What you should do: Reproduce verbatim the part of the Fellaheen Records article that begins with the words containing "- Founded: 1993" and ends with "record label (defunct)".

Page text:
- Founded: 1993
- Founder: Steven Stavrakis and Stephen Pavlovic
- Defunct: c1998
- Status: Defunct
- Distributor: Shock Records
- Genre: indie
- Country of origin: Australia
- Location: Sydney

= Fellaheen Records =

Australian record label (defunct)

Fellaheen Records was an Australian record label run by Steven Stavrakis and Stephen Pavlovic.

The label was founded in 1993 after Stavrakis' closed his previous label Waterfront Records. The new label released music from local and international acts, including Australians Fur, Budd, Sourpuss, Ben Lee, Magic Dirt, and was considered more "indie" than Waterfront.

In 1995 they released the Beastie Boys' Aglio E Olio EP as a lathe cut clear vinyl record, with some being shared with the Beastie Boys' label Grand Royal. Three other lathe records were released for bands Gerling, Pavement, and Sourpuss. The label also released other Grand Royal albums by DJ Hurricane and Luscious Jackson, often with exclusives tracks. Grand Royal in turn released Ben Lee's debut album in America, and Fellaheen is credited with starting Ben Lee's career.

Adam Yee was Assistant Managing Director/ A & R at Fellaheen Records for three and a half years, but left in August 1997. Later that month, Fellaheen Records' operations were taken over by Shock Records, where they were looked after by Tom Larnach-Jones. Shock later owned the label outright. Following this, Pavlovic started another label Modular Recordings in 1998. Stavrakis worked at Modular briefly before starting In-Fidelity Recordings with Bruce Milne in 2002.

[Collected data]

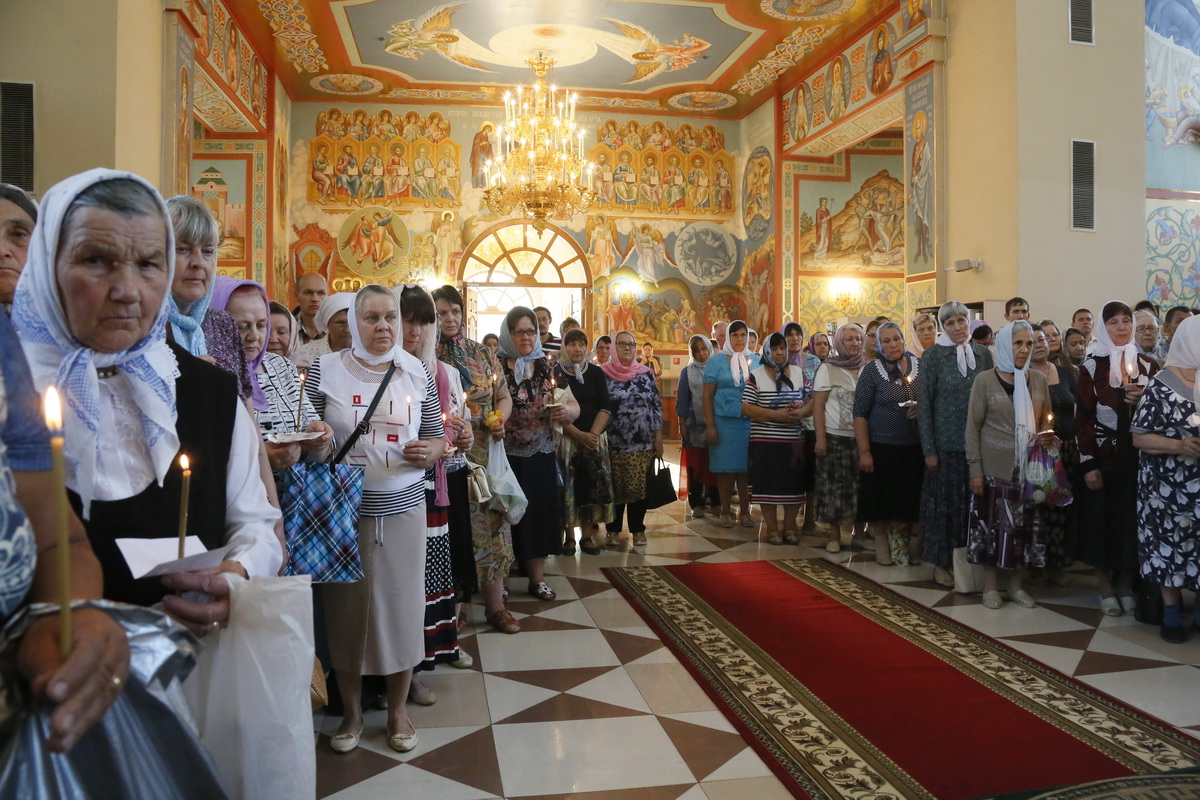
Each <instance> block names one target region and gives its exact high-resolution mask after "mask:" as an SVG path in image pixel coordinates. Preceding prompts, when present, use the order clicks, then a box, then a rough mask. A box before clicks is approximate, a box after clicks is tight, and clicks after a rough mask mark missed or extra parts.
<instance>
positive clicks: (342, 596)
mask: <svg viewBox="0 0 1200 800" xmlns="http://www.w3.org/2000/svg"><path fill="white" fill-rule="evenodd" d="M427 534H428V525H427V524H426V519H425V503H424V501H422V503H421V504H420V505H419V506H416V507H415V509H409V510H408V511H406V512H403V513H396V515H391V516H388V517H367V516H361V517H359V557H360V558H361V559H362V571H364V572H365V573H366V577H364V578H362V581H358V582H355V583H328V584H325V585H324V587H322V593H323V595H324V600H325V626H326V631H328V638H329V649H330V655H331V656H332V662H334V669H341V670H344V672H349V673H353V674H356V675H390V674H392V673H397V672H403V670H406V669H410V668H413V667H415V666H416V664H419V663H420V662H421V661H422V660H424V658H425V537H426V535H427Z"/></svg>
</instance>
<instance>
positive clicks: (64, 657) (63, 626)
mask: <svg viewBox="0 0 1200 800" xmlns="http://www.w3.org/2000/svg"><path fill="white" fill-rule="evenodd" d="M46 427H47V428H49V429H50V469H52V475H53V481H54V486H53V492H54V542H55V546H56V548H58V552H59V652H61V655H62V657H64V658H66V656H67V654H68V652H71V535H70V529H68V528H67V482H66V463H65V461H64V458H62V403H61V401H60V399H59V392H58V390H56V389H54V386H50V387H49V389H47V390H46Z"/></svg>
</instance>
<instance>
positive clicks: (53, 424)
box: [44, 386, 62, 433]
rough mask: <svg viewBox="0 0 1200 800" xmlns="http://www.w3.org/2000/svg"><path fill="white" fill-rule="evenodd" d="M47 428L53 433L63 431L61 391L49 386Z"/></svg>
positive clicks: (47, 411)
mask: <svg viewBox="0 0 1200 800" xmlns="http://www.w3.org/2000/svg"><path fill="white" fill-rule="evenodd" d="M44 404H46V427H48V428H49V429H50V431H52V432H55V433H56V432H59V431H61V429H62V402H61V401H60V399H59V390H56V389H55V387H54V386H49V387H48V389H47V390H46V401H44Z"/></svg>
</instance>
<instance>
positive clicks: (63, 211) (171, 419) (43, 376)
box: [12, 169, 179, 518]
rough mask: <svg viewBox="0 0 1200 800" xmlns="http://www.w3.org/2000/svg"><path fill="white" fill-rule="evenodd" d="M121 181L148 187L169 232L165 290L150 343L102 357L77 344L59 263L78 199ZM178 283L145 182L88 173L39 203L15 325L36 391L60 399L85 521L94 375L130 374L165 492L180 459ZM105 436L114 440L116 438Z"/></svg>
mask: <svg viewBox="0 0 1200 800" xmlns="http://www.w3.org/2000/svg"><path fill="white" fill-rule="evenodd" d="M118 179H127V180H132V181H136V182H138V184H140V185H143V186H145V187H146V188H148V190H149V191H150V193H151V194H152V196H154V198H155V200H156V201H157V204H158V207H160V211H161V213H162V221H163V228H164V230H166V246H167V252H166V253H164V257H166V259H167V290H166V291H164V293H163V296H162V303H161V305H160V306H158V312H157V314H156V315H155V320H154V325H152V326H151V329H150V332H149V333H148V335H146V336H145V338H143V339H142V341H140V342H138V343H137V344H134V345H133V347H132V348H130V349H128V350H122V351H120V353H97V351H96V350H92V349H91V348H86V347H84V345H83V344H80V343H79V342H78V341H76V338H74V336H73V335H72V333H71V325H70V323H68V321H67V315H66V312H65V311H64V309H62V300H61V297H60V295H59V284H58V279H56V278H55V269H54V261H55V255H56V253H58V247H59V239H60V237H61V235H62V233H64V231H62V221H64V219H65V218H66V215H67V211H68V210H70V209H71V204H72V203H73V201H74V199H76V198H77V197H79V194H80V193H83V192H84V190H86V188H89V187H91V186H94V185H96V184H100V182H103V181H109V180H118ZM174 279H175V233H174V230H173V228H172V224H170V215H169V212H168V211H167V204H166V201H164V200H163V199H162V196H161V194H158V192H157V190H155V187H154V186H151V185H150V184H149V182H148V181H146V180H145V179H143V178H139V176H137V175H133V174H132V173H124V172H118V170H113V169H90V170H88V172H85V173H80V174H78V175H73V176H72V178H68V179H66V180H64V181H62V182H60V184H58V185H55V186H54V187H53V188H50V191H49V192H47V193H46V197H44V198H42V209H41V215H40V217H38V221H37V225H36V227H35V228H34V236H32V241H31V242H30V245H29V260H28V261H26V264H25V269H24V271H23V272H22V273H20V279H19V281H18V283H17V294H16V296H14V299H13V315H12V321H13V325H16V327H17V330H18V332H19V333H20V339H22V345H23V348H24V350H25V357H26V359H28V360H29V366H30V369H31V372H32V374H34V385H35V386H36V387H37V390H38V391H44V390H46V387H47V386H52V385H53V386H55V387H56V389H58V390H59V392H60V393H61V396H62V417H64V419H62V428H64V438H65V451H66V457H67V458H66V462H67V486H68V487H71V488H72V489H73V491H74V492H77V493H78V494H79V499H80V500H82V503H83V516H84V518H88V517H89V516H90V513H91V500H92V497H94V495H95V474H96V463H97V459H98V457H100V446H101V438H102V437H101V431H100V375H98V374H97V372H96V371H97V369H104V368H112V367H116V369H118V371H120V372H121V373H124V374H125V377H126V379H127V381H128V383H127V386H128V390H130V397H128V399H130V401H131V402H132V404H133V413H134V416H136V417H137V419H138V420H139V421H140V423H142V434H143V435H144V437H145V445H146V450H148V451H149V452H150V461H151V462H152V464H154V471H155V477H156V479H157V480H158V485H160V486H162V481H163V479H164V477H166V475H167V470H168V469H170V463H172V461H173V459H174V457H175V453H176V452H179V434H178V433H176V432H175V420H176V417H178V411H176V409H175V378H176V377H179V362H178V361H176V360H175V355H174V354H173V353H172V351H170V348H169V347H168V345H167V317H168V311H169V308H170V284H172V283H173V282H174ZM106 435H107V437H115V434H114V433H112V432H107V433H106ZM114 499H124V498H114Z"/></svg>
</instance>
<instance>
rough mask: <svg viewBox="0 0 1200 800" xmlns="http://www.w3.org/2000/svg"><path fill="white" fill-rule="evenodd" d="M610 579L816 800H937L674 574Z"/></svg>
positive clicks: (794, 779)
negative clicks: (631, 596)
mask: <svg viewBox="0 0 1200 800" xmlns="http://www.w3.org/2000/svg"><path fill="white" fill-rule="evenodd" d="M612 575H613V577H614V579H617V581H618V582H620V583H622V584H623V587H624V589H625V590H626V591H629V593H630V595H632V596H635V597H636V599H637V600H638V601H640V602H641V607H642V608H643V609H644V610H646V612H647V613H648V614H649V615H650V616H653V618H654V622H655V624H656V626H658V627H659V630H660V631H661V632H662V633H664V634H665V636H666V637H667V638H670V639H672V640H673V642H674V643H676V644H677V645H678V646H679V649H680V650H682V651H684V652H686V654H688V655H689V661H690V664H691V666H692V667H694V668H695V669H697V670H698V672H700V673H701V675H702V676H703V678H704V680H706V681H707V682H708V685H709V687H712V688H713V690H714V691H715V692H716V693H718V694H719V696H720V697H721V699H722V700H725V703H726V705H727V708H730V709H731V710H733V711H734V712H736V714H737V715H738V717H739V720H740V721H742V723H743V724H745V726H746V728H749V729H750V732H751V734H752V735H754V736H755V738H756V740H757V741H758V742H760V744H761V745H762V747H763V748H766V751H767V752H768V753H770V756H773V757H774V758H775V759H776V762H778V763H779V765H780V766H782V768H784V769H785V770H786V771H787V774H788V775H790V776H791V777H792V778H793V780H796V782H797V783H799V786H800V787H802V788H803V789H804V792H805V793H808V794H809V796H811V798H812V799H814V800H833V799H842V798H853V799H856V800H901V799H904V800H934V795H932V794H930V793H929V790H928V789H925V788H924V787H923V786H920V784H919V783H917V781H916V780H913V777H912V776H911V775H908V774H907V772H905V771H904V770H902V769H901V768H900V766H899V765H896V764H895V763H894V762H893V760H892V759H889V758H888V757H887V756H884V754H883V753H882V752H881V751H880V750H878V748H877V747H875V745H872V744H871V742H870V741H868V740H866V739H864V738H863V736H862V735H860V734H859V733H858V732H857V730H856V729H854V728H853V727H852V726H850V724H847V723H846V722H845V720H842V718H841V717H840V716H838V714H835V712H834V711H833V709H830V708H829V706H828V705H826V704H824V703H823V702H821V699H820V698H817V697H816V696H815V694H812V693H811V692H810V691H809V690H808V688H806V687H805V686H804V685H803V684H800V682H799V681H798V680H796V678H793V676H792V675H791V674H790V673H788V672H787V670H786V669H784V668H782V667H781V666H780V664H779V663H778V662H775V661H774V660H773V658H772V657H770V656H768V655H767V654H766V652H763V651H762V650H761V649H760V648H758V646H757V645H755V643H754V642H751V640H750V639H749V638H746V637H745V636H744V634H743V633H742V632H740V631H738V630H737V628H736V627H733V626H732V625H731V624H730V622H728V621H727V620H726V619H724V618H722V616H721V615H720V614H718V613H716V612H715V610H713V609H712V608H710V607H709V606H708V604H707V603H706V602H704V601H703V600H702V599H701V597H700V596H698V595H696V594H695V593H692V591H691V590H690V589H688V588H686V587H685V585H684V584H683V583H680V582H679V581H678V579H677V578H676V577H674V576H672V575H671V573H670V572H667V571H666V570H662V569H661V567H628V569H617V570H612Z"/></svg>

Solution to this exercise:
- Founded: 1993
- Founder: Steven Stavrakis and Stephen Pavlovic
- Defunct: c1998
- Status: Defunct
- Distributor: Shock Records
- Genre: indie
- Country of origin: Australia
- Location: Sydney

= Fellaheen Records =

Australian record label (defunct)